_How to complete this task_. Write out, word for word, each line from the start of the entries through the one holding "129L274 157H293L290 118L274"; omit the pictures.

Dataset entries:
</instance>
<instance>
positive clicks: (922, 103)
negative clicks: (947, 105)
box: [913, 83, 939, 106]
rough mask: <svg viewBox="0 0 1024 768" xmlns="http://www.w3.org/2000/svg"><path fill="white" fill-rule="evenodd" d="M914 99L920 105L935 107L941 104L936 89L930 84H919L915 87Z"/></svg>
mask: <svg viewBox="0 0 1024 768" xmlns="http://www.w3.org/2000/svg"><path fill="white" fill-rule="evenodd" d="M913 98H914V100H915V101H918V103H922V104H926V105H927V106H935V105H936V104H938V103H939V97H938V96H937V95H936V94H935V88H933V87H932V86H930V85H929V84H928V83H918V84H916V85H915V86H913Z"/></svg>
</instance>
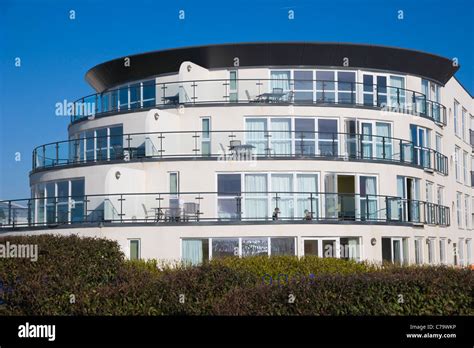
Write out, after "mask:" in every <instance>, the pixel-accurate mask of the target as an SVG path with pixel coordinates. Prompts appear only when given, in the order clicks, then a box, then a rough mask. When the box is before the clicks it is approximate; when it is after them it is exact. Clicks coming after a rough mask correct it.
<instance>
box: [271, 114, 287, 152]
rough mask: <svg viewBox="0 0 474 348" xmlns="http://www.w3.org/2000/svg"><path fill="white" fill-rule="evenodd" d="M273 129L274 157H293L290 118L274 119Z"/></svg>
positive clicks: (281, 118) (272, 121)
mask: <svg viewBox="0 0 474 348" xmlns="http://www.w3.org/2000/svg"><path fill="white" fill-rule="evenodd" d="M271 127H272V132H271V144H272V145H271V146H272V153H273V155H275V156H289V155H291V120H290V119H289V118H274V119H272V120H271Z"/></svg>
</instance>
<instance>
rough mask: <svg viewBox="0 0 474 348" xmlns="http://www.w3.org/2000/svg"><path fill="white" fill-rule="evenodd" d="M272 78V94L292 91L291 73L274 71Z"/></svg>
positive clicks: (270, 85) (272, 72) (272, 71)
mask: <svg viewBox="0 0 474 348" xmlns="http://www.w3.org/2000/svg"><path fill="white" fill-rule="evenodd" d="M270 78H271V83H270V92H286V91H289V90H290V72H289V71H272V72H271V74H270Z"/></svg>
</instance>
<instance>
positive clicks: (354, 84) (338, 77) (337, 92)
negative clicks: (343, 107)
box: [337, 71, 356, 104]
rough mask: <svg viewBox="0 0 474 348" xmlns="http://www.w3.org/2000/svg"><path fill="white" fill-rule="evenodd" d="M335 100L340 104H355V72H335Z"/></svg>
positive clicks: (346, 71)
mask: <svg viewBox="0 0 474 348" xmlns="http://www.w3.org/2000/svg"><path fill="white" fill-rule="evenodd" d="M337 90H338V92H337V101H338V103H342V104H355V102H356V99H355V92H356V84H355V72H349V71H338V72H337Z"/></svg>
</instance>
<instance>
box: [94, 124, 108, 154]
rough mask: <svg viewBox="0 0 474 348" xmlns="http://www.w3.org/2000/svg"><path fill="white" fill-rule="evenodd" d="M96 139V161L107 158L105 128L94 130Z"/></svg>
mask: <svg viewBox="0 0 474 348" xmlns="http://www.w3.org/2000/svg"><path fill="white" fill-rule="evenodd" d="M96 139H97V140H96V141H97V154H96V158H97V161H105V160H107V128H102V129H98V130H97V131H96Z"/></svg>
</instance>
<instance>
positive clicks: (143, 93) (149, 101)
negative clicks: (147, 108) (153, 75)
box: [142, 80, 156, 108]
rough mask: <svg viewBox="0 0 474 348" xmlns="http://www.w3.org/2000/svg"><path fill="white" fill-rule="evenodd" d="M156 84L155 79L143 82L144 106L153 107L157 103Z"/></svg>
mask: <svg viewBox="0 0 474 348" xmlns="http://www.w3.org/2000/svg"><path fill="white" fill-rule="evenodd" d="M155 100H156V84H155V80H150V81H145V82H143V102H142V103H143V107H144V108H147V107H151V106H154V105H156V102H155Z"/></svg>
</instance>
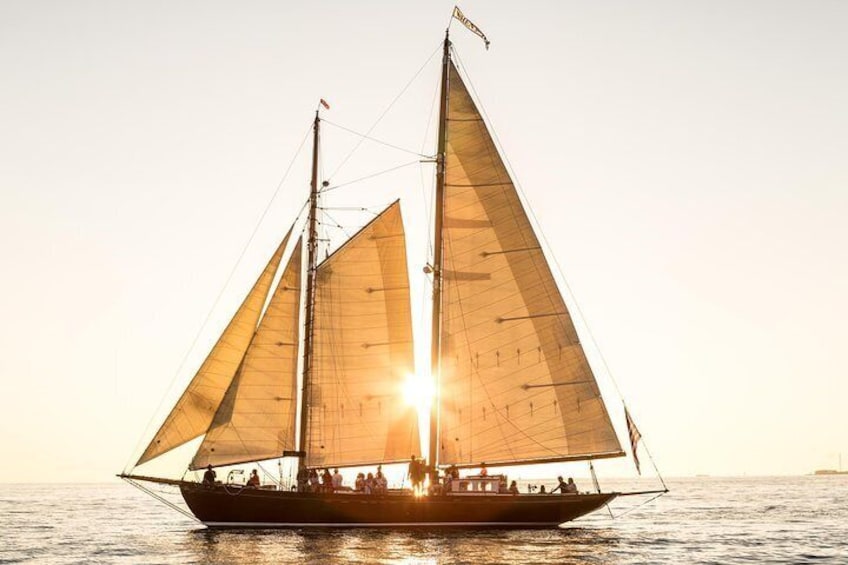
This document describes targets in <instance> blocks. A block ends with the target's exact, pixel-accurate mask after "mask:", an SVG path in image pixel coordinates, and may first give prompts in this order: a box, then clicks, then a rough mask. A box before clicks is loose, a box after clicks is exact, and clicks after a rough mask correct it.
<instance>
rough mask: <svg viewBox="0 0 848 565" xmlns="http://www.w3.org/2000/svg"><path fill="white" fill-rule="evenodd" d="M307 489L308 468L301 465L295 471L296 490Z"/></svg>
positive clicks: (308, 469) (308, 483) (308, 487)
mask: <svg viewBox="0 0 848 565" xmlns="http://www.w3.org/2000/svg"><path fill="white" fill-rule="evenodd" d="M308 490H309V469H307V468H306V467H301V468H300V469H298V471H297V492H306V491H308Z"/></svg>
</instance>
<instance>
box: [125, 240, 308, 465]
mask: <svg viewBox="0 0 848 565" xmlns="http://www.w3.org/2000/svg"><path fill="white" fill-rule="evenodd" d="M291 232H292V228H289V231H288V233H286V236H285V237H284V238H283V241H282V243H280V246H279V247H278V248H277V250H276V251H275V252H274V254H273V256H272V257H271V259H270V260H269V261H268V264H267V265H266V266H265V269H264V270H263V271H262V274H261V275H260V276H259V278H258V279H257V280H256V282H255V283H254V285H253V288H251V290H250V292H249V293H248V295H247V296H246V297H245V299H244V301H243V302H242V304H241V306H240V307H239V309H238V310H237V311H236V313H235V315H234V316H233V318H232V319H231V320H230V323H229V324H228V325H227V327H226V329H224V332H223V333H222V334H221V336H220V337H219V338H218V341H217V343H216V344H215V345H214V346H213V348H212V350H211V351H210V352H209V355H207V357H206V360H205V361H204V362H203V364H202V365H201V366H200V369H199V370H198V371H197V373H196V374H195V376H194V377H193V378H192V380H191V382H190V383H189V385H188V387H187V388H186V390H185V391H184V392H183V395H182V396H181V397H180V399H179V400H178V401H177V403H176V405H175V406H174V408H173V409H172V410H171V412H170V413H169V414H168V417H167V418H166V419H165V422H164V423H163V424H162V426H161V427H160V428H159V430H158V431H157V432H156V435H155V436H154V437H153V440H152V441H151V442H150V444H149V445H148V446H147V448H146V449H145V451H144V453H143V454H142V455H141V457H140V458H139V460H138V462H137V463H136V465H141V464H143V463H146V462H148V461H150V460H151V459H154V458H156V457H158V456H160V455H162V454H163V453H166V452H168V451H170V450H172V449H174V448H176V447H179V446H180V445H183V444H185V443H187V442H189V441H191V440H193V439H195V438H197V437H199V436H201V435H203V434H204V433H206V431H207V430H208V429H209V426H210V425H211V424H212V421H213V419H214V418H215V414H216V413H217V411H218V409H219V407H220V405H221V402H222V401H223V399H224V396H225V395H226V394H227V391H228V390H229V389H230V384H231V383H232V380H233V378H234V377H235V375H236V372H237V371H238V368H239V366H240V365H241V363H242V360H243V358H244V354H245V352H246V351H247V348H248V346H249V344H250V342H251V340H252V339H253V335H254V332H255V331H256V327H257V324H258V323H259V317H260V315H261V313H262V308H263V306H264V305H265V301H266V299H267V297H268V293H269V291H270V289H271V284H272V282H273V280H274V276H275V274H276V272H277V268H278V267H279V265H280V261H281V259H282V255H283V252H284V251H285V249H286V245H287V243H288V240H289V237H290V235H291Z"/></svg>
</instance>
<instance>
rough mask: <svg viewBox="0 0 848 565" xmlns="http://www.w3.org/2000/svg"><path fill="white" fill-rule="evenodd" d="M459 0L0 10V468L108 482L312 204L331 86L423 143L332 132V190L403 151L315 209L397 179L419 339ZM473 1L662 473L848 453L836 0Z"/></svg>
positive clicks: (474, 81) (489, 63) (776, 463)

_Answer for the task_.
</instance>
<instance>
positive clicks: (922, 103)
negative clicks: (947, 105)
box: [913, 83, 939, 106]
rough mask: <svg viewBox="0 0 1024 768" xmlns="http://www.w3.org/2000/svg"><path fill="white" fill-rule="evenodd" d="M914 99L920 105L935 107L941 104L936 89L930 84H919L915 87Z"/></svg>
mask: <svg viewBox="0 0 1024 768" xmlns="http://www.w3.org/2000/svg"><path fill="white" fill-rule="evenodd" d="M913 98H914V100H915V101H918V103H922V104H926V105H927V106H935V105H936V104H938V103H939V97H938V96H937V95H936V94H935V88H933V87H932V86H930V85H929V84H928V83H918V84H916V85H915V86H913Z"/></svg>
</instance>
Write out, after "mask:" in every <instance>, the pixel-accurate mask of the target as an SVG path with pixel coordinates. Prompts appear only when given, in the order clicks, then a box, then a rough mask. When the box is before the clicks it is approximate; when it is after them it is exact. Clicks coming after a rough mask correct it.
<instance>
box: [271, 114, 287, 152]
rough mask: <svg viewBox="0 0 474 348" xmlns="http://www.w3.org/2000/svg"><path fill="white" fill-rule="evenodd" d="M273 129L274 157H293L290 118L274 119Z"/></svg>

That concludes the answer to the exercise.